## WRITTEN EXERCISE
Copy every line of the material below word for word, keeping the lines in their original order.
• • • •
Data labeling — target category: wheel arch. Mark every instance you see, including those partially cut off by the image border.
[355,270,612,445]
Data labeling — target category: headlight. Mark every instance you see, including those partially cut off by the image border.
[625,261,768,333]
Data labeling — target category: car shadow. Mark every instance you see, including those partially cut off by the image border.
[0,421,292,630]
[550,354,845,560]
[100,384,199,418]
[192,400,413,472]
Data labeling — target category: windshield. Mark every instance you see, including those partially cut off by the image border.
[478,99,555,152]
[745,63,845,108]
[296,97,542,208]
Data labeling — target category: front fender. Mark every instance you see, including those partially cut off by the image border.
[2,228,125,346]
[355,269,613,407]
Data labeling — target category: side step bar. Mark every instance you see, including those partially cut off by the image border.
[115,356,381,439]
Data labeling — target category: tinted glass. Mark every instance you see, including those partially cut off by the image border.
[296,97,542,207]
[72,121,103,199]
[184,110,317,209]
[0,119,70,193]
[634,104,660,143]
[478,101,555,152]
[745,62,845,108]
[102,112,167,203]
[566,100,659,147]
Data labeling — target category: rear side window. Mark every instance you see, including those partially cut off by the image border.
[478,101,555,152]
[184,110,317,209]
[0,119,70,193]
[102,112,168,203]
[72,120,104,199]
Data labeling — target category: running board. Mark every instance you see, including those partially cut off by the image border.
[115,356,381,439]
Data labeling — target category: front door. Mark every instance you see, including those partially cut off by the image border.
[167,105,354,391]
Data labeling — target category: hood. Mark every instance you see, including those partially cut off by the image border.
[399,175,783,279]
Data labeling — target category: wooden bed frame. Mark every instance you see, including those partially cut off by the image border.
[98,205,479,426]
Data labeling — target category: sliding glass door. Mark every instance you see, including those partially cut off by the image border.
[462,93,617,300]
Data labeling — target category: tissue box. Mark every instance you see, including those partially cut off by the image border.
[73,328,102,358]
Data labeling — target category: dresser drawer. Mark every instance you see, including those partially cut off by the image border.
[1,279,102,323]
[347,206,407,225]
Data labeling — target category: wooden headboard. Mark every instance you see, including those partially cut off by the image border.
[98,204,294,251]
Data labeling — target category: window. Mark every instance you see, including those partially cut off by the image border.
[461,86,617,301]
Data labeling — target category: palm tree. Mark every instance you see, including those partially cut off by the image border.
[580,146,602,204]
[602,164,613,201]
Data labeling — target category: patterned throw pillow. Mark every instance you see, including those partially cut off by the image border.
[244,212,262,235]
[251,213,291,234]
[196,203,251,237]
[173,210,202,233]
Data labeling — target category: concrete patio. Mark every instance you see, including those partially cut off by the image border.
• • • •
## SOLUTION BELOW
Data labeling — target category: wheel arch. Mark every instance you see, including those partially cut off by the image border.
[355,270,612,445]
Data labeling — target category: headlight. Mark every instance you see, including those partially cut off by the image border.
[625,261,768,333]
Data labeling — target category: car shadow. Mark every instance you see, including those partially cut off by the image border.
[0,421,292,630]
[550,354,845,560]
[100,384,199,418]
[192,400,413,472]
Data labeling — target category: windshield. Mark every instance you see, including those partially cut off by the image border.
[478,99,555,152]
[745,63,845,108]
[296,97,542,208]
Data labeling — target category: front fender. Mark every instance you see, including those partially cut off by the image border.
[2,228,125,346]
[355,269,613,407]
Data labeling — target category: side step bar. Mark every instance you see, including those partially cut off by the image border.
[115,356,381,439]
Data labeling — target category: tinted glass. Mark every instance you see, including those partially cut off by the image border.
[296,97,542,207]
[72,121,103,199]
[184,110,317,209]
[0,119,70,193]
[634,104,660,143]
[478,101,555,152]
[745,62,845,108]
[102,112,167,203]
[566,100,659,147]
Data labeling — target category: rear side window. Mark every instance you see, including those partially cut off by the image border.
[478,101,555,152]
[184,110,317,209]
[0,119,70,193]
[102,112,168,203]
[72,120,104,199]
Data labeling — target category: running board. Mark every instance you see, including those partially cut off by the image border.
[115,356,381,439]
Data labeling — target category: front door. Mark every instance you see, including those partially cut off by the image border.
[167,105,354,391]
Data labeling — target category: hood. Mark every instance you see, including those partially cut off by the image border.
[399,175,783,279]
Data labeling — target category: wooden bed frame. Mark every instance you see, including those partially cut off by the image border.
[98,205,479,426]
Data labeling — target category: sliding glass door. Mark every instance you see, including those partially cut off by the image border.
[462,93,617,300]
Data labeling — target category: tissue box. Mark every instance you see, including those partially cut off by the image border.
[73,328,102,358]
Data labeling — target category: dresser drawer. Mark every instance you see, including those partially cut off by the image border.
[1,279,102,323]
[347,206,407,225]
Data labeling — target category: wooden headboard. Mark every instance you see, including those partially cut off by the image border.
[98,204,294,251]
Data labeling — target category: window. Mark every instance you see, including those partially cut off by the image border.
[461,86,617,301]
Data labeling — target category: palm tree. Mark every instance you see, including those partially cut off by the image border.
[580,146,602,204]
[602,164,613,201]
Data labeling — target category: patterned throw pillow. Mark every instance you see, including those partially cut off by the image border.
[244,212,262,235]
[251,213,291,234]
[196,203,251,237]
[173,210,202,233]
Data labeling — target category: concrete patio. Mark every instance you see, including those partially cut off by the image border.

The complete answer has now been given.